===== Supplied information

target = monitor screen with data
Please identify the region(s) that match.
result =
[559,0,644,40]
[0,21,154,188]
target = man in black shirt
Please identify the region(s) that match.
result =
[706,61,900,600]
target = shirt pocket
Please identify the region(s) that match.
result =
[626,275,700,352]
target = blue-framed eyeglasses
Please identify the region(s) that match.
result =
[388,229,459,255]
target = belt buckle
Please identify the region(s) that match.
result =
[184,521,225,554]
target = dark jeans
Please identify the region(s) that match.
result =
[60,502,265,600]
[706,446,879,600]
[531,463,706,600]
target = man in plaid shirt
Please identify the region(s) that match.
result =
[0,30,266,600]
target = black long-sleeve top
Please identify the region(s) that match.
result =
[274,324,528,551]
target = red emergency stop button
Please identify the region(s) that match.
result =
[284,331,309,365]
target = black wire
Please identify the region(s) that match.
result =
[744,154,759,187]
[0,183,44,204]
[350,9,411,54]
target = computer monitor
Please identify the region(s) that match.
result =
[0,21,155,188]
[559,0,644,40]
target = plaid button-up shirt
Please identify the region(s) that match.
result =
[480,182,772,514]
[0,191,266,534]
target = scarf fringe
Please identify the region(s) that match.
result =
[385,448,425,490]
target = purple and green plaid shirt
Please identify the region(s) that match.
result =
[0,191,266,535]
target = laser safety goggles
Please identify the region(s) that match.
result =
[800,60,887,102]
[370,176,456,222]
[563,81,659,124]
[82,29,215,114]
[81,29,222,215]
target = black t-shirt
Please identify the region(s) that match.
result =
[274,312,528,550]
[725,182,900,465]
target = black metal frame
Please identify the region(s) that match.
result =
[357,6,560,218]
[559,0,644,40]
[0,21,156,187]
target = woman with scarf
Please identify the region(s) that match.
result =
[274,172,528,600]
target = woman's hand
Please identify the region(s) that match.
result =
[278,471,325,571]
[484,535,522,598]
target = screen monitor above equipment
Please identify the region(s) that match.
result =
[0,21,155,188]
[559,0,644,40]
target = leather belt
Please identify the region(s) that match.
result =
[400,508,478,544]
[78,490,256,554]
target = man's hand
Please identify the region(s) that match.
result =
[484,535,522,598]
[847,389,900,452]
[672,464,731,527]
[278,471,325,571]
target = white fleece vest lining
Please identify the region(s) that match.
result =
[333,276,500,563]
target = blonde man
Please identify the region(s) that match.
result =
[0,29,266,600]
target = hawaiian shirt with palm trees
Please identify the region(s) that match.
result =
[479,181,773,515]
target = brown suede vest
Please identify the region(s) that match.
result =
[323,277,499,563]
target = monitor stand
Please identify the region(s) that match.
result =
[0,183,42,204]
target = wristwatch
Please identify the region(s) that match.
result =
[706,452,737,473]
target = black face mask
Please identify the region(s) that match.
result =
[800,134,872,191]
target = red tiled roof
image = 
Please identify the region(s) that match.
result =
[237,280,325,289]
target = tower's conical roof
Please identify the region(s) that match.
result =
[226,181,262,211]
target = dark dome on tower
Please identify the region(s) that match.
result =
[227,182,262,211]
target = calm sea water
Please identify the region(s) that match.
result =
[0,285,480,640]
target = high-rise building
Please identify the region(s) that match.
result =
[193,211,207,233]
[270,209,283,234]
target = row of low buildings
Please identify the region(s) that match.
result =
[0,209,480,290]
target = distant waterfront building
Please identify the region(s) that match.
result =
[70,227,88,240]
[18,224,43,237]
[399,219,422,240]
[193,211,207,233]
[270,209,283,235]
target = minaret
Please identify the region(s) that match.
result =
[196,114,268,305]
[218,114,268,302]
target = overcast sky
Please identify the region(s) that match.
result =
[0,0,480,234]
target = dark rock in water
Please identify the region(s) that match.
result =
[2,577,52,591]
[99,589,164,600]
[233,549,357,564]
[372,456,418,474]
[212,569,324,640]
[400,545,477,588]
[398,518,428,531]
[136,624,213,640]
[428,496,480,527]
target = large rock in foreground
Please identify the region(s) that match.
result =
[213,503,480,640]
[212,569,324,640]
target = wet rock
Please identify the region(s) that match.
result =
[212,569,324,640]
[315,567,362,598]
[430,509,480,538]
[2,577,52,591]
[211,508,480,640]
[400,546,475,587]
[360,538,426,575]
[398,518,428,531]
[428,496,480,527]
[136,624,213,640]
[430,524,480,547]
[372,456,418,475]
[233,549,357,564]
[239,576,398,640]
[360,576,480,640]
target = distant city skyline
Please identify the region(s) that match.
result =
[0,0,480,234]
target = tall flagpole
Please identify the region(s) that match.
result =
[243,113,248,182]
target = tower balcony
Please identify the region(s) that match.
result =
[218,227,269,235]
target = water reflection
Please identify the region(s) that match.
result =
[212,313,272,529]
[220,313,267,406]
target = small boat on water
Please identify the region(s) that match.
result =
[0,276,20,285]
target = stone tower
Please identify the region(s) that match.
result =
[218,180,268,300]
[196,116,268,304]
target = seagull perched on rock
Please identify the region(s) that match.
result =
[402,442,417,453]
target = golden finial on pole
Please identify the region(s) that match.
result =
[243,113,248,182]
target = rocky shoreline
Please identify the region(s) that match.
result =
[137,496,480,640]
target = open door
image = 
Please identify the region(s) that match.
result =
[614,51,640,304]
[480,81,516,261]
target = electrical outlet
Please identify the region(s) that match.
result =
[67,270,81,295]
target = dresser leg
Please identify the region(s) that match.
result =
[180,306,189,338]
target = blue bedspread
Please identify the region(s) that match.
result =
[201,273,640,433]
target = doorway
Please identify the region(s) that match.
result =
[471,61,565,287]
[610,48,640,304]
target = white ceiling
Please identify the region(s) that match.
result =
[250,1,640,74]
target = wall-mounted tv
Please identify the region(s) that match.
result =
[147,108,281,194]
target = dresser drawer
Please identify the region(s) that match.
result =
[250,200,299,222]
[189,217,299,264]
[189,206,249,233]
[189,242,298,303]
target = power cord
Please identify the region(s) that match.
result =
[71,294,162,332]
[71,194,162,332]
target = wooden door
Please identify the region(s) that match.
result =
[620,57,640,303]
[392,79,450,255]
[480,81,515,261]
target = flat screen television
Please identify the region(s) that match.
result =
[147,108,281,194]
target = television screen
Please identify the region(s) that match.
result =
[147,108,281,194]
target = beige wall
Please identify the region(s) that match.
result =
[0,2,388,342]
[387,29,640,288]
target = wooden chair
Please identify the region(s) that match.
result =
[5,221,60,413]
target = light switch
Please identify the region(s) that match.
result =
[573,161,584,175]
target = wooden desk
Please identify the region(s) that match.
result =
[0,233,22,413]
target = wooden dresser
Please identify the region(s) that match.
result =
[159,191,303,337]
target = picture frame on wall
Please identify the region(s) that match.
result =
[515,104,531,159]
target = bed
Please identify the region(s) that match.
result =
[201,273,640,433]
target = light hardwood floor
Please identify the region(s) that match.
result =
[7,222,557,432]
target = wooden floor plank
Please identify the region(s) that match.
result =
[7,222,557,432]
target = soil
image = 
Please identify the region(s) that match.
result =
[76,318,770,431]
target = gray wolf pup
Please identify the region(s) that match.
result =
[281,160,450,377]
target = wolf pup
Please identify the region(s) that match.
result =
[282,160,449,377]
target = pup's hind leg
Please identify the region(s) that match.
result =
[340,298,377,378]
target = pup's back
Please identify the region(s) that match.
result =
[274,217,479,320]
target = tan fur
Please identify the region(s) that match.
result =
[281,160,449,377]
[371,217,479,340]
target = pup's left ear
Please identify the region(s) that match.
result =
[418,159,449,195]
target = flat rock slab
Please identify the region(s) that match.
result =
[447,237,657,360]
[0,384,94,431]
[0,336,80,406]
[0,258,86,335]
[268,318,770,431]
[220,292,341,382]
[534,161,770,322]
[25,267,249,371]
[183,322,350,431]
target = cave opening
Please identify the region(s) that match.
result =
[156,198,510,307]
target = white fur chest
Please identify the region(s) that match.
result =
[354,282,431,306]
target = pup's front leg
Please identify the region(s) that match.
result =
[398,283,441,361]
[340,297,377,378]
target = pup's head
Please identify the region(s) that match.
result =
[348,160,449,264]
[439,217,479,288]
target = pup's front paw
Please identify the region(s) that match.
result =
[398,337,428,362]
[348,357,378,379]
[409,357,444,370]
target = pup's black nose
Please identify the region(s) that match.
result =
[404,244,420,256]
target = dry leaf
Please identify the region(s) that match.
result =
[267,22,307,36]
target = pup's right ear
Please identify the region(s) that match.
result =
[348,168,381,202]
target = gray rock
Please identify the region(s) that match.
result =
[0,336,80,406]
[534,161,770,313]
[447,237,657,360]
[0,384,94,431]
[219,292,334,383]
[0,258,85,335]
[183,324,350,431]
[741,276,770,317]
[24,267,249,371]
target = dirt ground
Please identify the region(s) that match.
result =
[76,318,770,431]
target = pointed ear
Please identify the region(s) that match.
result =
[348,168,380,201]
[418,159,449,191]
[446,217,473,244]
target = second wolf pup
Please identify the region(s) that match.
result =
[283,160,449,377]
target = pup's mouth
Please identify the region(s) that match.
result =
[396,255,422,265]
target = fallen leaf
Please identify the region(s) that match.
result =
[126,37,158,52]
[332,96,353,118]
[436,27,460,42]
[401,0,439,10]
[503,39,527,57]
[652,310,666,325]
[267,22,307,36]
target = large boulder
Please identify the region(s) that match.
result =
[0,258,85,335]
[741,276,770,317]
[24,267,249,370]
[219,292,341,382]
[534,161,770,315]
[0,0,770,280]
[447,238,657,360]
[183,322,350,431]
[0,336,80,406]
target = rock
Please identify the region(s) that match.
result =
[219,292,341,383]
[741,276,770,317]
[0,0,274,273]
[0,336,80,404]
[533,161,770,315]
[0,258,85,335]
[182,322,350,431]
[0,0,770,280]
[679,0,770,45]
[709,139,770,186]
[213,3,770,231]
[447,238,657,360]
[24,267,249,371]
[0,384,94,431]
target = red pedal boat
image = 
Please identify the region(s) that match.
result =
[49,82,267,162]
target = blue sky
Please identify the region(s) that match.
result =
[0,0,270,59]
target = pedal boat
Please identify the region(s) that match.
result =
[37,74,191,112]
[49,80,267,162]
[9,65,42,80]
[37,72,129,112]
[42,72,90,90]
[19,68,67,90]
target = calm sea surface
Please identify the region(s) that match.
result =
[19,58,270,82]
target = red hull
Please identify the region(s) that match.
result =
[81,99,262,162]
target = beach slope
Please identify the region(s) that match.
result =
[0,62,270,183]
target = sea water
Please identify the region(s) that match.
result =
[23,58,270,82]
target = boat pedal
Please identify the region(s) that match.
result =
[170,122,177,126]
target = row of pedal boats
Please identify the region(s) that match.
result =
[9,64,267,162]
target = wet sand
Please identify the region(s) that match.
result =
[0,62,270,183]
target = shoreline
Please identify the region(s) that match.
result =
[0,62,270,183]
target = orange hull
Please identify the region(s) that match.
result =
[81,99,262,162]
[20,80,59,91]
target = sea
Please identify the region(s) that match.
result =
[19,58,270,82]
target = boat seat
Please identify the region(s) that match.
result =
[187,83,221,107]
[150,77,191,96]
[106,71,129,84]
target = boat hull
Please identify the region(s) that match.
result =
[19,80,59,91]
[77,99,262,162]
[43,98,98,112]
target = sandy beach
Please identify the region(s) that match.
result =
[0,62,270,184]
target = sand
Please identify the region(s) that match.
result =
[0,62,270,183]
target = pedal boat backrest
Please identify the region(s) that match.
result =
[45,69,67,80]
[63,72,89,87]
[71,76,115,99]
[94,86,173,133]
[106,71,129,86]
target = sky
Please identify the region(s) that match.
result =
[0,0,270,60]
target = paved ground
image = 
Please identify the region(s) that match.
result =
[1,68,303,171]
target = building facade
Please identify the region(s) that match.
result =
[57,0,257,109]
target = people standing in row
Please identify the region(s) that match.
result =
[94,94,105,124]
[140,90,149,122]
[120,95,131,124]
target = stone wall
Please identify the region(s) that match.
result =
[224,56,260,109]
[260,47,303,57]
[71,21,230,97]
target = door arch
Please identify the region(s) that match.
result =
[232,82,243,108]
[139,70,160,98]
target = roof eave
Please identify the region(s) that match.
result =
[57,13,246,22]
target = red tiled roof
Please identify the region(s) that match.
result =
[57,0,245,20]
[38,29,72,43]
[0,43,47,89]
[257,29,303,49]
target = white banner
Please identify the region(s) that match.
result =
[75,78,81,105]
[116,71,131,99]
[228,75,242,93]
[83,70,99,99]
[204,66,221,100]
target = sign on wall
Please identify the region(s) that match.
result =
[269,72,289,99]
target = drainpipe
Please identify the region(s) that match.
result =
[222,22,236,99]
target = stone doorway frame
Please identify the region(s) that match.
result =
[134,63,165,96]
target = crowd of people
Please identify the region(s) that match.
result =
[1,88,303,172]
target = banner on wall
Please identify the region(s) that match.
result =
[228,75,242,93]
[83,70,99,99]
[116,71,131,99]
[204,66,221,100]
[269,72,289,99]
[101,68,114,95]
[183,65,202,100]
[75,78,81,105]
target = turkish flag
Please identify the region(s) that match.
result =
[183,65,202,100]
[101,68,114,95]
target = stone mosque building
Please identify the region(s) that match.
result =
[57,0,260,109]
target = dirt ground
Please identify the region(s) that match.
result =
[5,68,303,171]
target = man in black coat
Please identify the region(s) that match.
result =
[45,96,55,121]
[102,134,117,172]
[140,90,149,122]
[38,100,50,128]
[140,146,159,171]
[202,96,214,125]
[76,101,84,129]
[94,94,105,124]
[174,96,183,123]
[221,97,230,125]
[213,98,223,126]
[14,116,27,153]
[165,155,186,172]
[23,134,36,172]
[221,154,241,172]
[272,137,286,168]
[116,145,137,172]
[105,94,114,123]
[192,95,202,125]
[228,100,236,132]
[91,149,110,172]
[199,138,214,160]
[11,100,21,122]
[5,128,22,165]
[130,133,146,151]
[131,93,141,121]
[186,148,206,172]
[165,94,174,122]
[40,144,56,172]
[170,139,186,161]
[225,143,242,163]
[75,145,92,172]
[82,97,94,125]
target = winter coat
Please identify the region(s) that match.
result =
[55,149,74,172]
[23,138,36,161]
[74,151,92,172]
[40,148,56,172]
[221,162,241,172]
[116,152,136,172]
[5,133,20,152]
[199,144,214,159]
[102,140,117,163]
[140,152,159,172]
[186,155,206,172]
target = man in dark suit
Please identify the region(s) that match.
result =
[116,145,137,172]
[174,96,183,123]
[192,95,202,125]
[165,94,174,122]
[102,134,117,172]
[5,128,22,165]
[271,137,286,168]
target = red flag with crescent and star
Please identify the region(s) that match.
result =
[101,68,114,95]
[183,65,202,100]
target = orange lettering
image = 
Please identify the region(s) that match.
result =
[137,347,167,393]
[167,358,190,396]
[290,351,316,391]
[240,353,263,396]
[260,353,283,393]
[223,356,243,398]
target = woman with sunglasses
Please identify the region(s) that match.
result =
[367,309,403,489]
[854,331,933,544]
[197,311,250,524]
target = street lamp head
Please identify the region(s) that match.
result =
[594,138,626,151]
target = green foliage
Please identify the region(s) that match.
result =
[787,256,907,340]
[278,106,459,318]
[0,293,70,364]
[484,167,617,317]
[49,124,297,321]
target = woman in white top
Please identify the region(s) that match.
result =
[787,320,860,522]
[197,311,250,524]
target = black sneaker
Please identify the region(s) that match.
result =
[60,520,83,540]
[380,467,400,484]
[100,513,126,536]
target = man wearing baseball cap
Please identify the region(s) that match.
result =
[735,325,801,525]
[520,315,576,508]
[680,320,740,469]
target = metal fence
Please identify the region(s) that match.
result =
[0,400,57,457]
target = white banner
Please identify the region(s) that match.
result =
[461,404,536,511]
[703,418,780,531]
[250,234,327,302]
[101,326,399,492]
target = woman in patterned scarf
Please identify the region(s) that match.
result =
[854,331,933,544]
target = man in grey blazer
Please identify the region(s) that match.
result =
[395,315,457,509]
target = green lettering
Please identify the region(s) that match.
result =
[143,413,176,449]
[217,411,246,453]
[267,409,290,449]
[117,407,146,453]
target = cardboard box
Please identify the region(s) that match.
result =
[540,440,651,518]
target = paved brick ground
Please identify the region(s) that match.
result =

==========

### Problem
Convert the material, from its first line through the line containing "[706,61,900,600]", inclusive, into a numbered list, omitting blank lines.

### Result
1. target = monitor screen with data
2. Please identify the region(s) that match.
3. result =
4. [559,0,644,40]
5. [0,21,154,188]
6. target = man in black shirt
7. Please identify the region(s) that match.
8. result =
9. [706,61,900,600]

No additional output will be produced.